— Start Excerpt —
SV Wacker Burghausen is a German football club based in Burghausen, Bavaria and is part of one of the nation's largest sports clubs with some 6,000 members participating in two dozen different sports.

History

The club was founded on 13 November 1930 and was made up largely of employees from the local chemical factory Wacker Chemie, which was established in 1914, and still sponsors the club today. The first football side in the city was part of the gymnastics club Turnverein Burghausen. In 1922, the footballers left TV to form 1. FC Burghausen which became part of SV at the time of its founding. Besides football, the new club had departments for shooting, athletics, and youth.
— End Excerpt —
— Start Stored records —
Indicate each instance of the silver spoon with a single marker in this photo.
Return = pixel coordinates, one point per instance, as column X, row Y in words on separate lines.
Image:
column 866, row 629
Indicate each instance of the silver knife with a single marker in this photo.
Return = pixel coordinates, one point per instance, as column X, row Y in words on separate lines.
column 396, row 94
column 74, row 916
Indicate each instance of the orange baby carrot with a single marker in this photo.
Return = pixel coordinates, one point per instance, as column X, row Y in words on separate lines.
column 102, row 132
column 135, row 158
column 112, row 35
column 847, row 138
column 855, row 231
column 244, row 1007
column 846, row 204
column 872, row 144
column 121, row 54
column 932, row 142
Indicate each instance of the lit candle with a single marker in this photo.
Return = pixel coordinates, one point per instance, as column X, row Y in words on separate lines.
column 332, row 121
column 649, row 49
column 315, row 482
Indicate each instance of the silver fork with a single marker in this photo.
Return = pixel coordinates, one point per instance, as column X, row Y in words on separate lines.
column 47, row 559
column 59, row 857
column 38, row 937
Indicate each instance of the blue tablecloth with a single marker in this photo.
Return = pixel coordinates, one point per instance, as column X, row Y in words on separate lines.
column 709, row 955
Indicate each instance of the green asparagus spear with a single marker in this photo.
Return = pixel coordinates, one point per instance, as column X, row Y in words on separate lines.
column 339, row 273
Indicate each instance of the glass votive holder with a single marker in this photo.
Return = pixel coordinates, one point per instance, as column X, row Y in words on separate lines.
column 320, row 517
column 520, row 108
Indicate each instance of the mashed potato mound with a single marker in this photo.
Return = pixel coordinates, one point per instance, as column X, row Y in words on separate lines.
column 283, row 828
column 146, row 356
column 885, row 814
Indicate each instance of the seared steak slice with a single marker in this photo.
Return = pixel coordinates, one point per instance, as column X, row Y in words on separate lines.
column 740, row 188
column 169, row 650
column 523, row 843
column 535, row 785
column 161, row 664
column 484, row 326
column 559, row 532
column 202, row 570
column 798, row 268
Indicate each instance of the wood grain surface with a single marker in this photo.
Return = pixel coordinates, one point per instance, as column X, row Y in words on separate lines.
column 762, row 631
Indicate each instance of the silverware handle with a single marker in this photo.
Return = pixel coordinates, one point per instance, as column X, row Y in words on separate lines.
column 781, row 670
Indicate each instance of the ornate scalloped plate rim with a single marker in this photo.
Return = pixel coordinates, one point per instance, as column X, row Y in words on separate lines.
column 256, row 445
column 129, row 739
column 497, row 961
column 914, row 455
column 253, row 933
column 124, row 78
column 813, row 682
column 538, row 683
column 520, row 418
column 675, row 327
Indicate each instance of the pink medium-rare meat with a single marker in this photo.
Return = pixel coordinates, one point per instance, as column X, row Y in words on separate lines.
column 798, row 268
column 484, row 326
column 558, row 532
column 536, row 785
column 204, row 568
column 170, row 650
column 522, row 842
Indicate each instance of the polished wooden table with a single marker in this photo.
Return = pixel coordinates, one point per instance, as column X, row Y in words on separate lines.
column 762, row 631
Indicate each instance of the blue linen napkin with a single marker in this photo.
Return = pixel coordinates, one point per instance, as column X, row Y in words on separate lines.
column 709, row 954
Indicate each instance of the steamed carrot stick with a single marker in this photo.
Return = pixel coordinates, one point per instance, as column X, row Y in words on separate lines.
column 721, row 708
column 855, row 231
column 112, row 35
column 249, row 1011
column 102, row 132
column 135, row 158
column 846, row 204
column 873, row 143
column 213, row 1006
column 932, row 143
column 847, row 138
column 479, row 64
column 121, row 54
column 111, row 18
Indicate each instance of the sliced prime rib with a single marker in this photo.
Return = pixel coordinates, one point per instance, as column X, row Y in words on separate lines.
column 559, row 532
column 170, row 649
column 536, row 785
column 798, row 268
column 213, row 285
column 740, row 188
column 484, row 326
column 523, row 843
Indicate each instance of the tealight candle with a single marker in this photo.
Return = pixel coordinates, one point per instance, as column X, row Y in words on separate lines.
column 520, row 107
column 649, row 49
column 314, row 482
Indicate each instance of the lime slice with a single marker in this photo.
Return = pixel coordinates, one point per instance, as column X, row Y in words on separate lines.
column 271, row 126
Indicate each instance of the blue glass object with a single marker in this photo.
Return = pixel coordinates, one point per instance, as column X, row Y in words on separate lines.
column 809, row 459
— End Stored records —
### Written exercise 1
Condense the paragraph of the Wacker Burghausen text that begins "The club was founded on 13 November 1930" into a bulleted list that keeps its main facts.
### Written exercise 2
Translate this sentence from the Wacker Burghausen text into Spanish: "Besides football, the new club had departments for shooting, athletics, and youth."
### Written exercise 3
List every year mentioned in the Wacker Burghausen text.

### Full output 1
- Founded on 13 November 1930.
- Its members were mostly employees of the local chemical factory Wacker Chemie, which was established in 1914 and still sponsors the club.
- The city's first football side belonged to the gymnastics club Turnverein Burghausen.
- In 1922 the footballers left to form 1. FC Burghausen, which joined SV when SV was founded.
- Besides football, the new club had shooting, athletics, and youth departments.

### Full output 2
Además del fútbol, el nuevo club tenía secciones de tiro, atletismo y juventud.

### Full output 3
1930, 1914, 1922